#### [BRIEF]
Collect every line in the listing below that contains the string "handle", and copy each such line in full.

#### [SOURCE MATERIAL]
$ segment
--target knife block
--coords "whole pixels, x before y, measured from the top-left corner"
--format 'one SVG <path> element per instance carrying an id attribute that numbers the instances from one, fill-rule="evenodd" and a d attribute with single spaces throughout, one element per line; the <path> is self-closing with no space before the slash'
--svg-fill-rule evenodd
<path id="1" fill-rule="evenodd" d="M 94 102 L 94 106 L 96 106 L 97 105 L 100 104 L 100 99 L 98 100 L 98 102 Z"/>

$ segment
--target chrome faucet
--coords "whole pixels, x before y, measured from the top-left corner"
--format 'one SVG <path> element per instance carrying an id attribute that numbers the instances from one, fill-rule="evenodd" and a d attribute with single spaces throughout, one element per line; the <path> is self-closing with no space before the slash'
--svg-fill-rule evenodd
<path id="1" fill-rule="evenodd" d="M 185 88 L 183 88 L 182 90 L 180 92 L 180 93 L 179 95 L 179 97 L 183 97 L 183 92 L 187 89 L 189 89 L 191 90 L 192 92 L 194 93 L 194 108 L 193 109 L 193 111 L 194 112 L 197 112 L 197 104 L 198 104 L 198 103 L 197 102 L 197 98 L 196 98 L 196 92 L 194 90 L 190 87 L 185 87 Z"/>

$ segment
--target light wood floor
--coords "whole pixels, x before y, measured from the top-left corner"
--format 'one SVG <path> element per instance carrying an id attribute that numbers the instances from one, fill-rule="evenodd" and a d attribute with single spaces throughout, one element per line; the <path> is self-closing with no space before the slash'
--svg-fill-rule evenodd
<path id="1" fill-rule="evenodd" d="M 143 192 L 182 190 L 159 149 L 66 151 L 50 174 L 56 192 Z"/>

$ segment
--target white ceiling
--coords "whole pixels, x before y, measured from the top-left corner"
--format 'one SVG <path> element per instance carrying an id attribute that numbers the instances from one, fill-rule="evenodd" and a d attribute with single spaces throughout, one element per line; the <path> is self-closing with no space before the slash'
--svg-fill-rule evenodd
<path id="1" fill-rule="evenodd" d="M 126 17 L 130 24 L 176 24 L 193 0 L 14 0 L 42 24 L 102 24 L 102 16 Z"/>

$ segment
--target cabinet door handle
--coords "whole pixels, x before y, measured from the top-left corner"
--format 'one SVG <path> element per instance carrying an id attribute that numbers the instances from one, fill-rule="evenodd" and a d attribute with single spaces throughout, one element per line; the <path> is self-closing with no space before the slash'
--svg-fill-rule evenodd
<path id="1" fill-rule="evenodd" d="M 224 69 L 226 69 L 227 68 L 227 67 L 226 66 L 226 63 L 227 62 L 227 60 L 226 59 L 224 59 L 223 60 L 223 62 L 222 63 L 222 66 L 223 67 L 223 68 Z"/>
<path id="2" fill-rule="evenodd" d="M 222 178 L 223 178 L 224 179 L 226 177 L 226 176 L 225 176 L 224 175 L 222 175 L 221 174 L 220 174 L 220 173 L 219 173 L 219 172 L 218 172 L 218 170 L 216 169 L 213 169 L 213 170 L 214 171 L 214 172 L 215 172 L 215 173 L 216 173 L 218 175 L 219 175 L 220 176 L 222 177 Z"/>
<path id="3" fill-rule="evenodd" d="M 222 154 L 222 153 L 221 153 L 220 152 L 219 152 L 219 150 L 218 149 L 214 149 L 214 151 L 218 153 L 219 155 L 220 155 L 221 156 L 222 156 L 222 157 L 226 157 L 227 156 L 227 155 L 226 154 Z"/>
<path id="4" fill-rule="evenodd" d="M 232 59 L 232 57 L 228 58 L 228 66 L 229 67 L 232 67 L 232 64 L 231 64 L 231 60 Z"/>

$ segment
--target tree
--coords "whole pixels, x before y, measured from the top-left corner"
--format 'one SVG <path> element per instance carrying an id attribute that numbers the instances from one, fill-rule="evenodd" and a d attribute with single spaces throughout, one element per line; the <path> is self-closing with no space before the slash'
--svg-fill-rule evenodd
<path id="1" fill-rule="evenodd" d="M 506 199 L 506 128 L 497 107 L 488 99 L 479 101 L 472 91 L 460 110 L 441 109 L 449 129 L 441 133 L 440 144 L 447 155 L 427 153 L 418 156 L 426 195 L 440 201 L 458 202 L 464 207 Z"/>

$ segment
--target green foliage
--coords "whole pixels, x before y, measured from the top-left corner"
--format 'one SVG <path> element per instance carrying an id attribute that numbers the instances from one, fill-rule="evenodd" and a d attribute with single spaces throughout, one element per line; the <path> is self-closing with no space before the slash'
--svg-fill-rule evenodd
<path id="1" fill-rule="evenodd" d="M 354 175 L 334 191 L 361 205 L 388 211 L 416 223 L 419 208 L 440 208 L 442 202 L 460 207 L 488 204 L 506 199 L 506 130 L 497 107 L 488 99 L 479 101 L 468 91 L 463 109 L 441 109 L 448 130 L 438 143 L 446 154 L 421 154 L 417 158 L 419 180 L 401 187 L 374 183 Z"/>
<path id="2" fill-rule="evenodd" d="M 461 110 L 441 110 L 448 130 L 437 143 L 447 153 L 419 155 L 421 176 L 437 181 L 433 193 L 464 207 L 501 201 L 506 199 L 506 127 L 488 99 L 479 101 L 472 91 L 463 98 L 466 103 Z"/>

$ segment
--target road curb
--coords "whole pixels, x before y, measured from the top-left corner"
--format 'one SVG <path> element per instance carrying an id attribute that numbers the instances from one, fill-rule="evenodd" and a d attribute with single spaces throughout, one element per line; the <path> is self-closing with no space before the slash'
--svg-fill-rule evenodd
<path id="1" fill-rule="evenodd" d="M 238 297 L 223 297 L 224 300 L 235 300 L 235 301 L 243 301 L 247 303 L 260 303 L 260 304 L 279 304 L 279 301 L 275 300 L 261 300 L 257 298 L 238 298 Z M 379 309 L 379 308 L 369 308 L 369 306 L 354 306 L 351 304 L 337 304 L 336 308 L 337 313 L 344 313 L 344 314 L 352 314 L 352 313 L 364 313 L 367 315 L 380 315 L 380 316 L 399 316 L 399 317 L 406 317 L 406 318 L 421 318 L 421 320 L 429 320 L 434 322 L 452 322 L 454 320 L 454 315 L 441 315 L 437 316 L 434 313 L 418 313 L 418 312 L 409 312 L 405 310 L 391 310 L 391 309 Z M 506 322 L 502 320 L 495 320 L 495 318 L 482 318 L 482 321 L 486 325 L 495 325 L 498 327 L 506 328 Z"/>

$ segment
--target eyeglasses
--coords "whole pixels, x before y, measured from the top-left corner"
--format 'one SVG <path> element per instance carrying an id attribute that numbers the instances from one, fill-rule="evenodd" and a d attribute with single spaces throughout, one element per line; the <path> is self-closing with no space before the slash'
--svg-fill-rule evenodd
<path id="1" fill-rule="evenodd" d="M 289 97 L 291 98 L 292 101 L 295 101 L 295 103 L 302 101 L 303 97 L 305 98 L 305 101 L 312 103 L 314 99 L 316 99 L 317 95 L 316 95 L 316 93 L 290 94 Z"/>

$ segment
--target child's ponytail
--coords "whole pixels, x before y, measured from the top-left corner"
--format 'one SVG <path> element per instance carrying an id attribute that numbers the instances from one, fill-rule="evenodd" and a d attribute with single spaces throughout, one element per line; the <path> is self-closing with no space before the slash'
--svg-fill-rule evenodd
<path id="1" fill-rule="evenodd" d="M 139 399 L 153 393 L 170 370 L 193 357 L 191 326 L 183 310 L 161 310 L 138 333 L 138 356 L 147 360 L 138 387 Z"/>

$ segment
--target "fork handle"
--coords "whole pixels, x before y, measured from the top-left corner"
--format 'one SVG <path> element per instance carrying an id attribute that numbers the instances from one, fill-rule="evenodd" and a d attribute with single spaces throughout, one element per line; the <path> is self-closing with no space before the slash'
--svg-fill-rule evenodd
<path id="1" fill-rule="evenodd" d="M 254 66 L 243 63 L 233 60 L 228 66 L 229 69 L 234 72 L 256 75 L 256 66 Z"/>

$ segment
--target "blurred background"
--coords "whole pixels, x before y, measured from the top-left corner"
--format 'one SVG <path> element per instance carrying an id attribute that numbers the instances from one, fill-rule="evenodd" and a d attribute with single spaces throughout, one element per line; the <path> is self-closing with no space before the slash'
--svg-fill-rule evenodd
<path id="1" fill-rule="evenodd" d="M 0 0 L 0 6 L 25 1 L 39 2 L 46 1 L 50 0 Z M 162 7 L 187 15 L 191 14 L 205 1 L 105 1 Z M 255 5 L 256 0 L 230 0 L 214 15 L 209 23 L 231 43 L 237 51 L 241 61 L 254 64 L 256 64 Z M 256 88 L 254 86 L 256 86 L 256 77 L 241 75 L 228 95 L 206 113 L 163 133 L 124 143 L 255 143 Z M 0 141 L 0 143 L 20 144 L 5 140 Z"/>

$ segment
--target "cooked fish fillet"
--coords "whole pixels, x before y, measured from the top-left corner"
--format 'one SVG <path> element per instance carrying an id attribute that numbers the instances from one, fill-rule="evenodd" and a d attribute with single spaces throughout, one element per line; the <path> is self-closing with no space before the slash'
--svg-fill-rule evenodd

#### [EXERCISE RESPONSE]
--target cabinet door handle
--target "fork handle"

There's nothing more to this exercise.